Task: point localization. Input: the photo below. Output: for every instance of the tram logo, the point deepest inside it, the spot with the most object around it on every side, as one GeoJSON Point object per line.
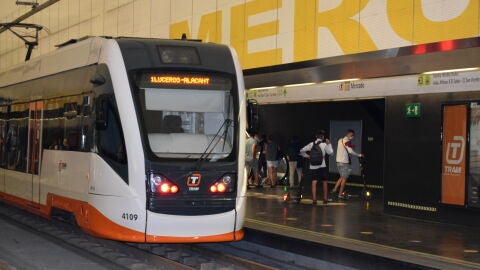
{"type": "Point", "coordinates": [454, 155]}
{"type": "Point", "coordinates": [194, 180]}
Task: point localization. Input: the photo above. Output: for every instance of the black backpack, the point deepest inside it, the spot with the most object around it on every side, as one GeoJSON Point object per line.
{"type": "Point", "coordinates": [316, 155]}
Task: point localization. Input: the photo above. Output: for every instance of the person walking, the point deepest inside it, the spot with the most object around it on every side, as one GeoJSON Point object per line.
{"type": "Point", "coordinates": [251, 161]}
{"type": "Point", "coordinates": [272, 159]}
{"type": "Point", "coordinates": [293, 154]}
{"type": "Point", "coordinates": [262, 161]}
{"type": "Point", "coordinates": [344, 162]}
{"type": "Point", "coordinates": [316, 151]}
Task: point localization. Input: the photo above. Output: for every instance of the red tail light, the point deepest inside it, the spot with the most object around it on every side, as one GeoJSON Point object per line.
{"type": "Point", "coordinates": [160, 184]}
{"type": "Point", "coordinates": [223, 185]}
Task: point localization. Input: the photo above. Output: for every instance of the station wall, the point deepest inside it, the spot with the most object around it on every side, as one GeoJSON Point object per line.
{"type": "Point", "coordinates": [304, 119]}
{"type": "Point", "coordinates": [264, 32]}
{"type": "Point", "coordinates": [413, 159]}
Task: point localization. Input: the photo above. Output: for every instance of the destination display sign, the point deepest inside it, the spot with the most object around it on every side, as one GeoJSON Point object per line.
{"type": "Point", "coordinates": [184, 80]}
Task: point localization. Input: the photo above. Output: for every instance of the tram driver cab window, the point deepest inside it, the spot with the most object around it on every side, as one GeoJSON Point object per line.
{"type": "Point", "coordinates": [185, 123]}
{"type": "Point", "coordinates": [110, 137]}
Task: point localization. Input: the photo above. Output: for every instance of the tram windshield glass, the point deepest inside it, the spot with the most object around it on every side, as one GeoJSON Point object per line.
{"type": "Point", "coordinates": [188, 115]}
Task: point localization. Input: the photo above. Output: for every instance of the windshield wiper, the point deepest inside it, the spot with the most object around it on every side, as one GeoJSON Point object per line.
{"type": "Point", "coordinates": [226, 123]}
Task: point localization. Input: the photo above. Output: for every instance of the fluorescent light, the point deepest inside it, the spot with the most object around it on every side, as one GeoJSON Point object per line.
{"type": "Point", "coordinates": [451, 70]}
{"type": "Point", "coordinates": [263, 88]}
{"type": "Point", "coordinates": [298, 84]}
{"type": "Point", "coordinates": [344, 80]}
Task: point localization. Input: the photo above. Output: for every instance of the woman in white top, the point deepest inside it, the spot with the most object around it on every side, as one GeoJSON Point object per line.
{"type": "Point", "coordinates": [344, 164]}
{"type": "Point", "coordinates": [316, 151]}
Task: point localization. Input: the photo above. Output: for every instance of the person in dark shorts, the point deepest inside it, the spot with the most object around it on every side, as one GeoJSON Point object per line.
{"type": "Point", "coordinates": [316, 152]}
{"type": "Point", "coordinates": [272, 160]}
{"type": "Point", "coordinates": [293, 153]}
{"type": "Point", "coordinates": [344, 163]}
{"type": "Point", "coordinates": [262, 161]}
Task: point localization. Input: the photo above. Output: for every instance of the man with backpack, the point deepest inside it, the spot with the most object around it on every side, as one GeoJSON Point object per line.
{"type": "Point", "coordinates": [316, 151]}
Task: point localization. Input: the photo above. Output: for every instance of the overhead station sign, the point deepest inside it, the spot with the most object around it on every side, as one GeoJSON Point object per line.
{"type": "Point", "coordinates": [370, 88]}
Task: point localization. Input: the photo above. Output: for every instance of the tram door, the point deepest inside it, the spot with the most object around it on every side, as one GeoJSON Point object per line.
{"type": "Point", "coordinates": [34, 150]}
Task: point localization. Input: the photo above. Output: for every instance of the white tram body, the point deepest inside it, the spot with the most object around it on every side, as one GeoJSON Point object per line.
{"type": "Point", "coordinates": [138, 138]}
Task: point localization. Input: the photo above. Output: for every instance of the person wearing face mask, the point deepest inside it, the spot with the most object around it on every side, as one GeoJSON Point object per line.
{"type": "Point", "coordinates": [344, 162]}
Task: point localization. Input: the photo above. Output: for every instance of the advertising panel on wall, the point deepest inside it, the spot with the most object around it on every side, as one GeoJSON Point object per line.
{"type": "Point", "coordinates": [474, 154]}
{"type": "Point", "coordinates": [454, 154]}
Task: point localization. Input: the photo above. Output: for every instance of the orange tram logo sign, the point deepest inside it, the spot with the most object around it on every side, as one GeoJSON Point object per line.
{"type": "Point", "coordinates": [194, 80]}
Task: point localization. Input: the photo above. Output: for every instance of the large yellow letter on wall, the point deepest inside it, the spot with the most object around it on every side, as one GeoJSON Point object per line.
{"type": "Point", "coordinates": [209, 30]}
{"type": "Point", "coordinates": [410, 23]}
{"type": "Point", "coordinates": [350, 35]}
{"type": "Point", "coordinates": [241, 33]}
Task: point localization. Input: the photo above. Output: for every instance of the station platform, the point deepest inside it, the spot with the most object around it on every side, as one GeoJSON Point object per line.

----------------

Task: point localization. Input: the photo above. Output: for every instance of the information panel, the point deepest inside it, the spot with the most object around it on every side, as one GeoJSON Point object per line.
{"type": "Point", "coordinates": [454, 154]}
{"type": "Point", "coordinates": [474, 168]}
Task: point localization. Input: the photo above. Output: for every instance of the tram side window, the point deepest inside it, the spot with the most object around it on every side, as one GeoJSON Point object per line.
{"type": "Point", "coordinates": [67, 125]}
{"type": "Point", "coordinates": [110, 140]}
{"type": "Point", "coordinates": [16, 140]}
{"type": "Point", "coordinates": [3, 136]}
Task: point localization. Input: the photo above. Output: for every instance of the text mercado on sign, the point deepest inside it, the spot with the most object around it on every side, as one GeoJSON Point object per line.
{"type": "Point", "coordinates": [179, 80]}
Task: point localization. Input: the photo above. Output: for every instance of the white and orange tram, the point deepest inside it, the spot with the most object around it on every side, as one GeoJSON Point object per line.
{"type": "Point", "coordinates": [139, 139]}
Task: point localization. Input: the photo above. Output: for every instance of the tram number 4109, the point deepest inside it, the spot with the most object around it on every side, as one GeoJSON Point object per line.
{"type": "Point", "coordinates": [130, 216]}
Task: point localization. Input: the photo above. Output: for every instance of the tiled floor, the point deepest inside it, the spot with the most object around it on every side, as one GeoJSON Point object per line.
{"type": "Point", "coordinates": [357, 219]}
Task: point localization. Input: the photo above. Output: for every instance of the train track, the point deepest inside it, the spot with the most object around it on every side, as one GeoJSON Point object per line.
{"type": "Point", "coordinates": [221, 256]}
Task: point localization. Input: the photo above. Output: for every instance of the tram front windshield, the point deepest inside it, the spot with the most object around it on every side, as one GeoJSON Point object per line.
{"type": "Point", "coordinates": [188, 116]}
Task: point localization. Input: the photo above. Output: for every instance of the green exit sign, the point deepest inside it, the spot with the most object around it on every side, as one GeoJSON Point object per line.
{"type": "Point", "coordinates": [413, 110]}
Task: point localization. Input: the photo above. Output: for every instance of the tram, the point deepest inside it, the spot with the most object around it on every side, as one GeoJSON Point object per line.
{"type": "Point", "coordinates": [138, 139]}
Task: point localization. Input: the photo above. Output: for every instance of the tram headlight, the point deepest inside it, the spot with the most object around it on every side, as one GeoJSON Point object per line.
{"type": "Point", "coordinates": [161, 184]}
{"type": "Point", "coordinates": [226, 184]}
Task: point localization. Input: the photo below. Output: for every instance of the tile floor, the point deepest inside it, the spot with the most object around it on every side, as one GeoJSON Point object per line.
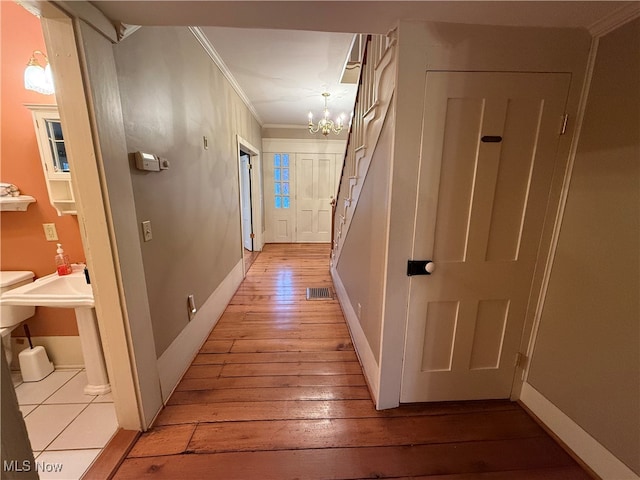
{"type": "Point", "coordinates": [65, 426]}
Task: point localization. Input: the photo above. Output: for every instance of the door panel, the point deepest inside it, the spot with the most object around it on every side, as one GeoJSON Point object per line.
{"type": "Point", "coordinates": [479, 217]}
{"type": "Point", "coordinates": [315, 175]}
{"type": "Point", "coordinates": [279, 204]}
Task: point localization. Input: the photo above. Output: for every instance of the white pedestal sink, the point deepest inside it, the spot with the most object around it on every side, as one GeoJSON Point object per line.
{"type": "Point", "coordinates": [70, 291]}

----------------

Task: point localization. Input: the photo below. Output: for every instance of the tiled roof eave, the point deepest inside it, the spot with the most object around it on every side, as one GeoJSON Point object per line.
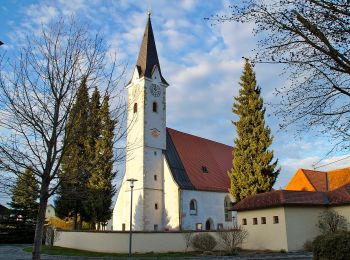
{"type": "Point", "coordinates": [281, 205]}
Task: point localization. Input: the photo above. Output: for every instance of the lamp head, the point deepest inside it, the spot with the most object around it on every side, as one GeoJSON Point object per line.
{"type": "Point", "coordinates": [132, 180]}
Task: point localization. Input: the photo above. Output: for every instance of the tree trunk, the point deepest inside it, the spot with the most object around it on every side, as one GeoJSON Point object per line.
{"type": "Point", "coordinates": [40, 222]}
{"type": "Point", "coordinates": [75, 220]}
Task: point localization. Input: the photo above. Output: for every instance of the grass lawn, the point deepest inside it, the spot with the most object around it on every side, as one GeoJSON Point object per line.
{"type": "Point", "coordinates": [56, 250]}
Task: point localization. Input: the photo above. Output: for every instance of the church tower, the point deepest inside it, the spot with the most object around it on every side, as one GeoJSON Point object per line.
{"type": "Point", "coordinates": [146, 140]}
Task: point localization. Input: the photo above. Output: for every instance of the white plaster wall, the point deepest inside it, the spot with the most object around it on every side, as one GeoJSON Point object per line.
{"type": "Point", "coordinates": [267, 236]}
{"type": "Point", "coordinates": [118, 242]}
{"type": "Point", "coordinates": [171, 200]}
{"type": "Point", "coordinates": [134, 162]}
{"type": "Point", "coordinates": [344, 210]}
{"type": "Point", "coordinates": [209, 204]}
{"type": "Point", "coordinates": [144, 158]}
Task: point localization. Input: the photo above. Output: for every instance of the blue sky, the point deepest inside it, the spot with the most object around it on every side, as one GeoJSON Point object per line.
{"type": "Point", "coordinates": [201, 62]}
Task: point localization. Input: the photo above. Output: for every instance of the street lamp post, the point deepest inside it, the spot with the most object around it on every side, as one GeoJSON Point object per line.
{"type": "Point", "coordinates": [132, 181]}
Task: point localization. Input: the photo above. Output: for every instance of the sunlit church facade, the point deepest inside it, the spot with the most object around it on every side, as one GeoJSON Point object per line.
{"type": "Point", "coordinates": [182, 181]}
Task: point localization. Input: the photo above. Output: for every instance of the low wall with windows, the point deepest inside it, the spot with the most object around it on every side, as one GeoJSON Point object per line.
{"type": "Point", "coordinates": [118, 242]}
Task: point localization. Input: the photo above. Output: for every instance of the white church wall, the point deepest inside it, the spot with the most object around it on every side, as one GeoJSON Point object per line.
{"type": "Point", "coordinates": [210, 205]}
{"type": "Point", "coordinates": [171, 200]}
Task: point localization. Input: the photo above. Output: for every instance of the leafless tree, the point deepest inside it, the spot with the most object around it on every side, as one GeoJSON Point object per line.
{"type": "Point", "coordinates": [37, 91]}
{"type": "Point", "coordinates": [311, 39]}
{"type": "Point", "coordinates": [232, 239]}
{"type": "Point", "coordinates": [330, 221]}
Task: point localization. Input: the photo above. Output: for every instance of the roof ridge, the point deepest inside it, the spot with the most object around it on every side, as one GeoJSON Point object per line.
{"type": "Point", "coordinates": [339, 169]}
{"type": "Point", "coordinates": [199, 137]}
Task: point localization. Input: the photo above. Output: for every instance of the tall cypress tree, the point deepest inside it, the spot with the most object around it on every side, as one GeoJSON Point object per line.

----------------

TASK OBJECTIVE => Starting at the line above that contains "tram door, the", write out each line exactly until the line that contains "station platform, the" has been written, and stop there.

RESPONSE FOR THIS EXERCISE =>
Task: point localization. Input: the photo above. Output: for every instance of the tram door, the point deepest inside it, the spot with the most object around it on every side, as one GeoJSON Point object per line.
{"type": "Point", "coordinates": [34, 150]}
Task: point localization. Input: the photo above. Output: for every instance of the white tram body, the point deepest inside it, the spot with the most object around it on every side, as one GeoJSON Point object per line.
{"type": "Point", "coordinates": [138, 138]}
Task: point localization. Input: the photo above. Output: for every instance of the person wearing face mask, the point deepest inside it, the spot with the most object around it on every side, as one GeoJSON Point object per line.
{"type": "Point", "coordinates": [344, 162]}
Task: point localization. Input: the photo above. Output: for every instance of the advertising panel on wall, the point deepest inside it, the spot with the most object around it on every side, as one GeoJSON Point object per line.
{"type": "Point", "coordinates": [474, 154]}
{"type": "Point", "coordinates": [454, 154]}
Task: point localization. Input: the photo above. Output: for every instance of the orange tram logo sign, the point deepest inside it, the spot with the most object around it on every side, as one GeoJSON Point object per line.
{"type": "Point", "coordinates": [194, 80]}
Task: point localization. Input: the photo above. Output: for every instance of the large yellow letter on wall, the point deepest inside it, the spot with the most object around it on every side, as one GeoJSON Point object per line.
{"type": "Point", "coordinates": [209, 30]}
{"type": "Point", "coordinates": [410, 23]}
{"type": "Point", "coordinates": [350, 35]}
{"type": "Point", "coordinates": [241, 33]}
Task: point localization. Input: the photo above. Output: for every instance of the station platform, the point deepest inside it, the spot with the most object around it on every side, as one GeoJSON Point object per line.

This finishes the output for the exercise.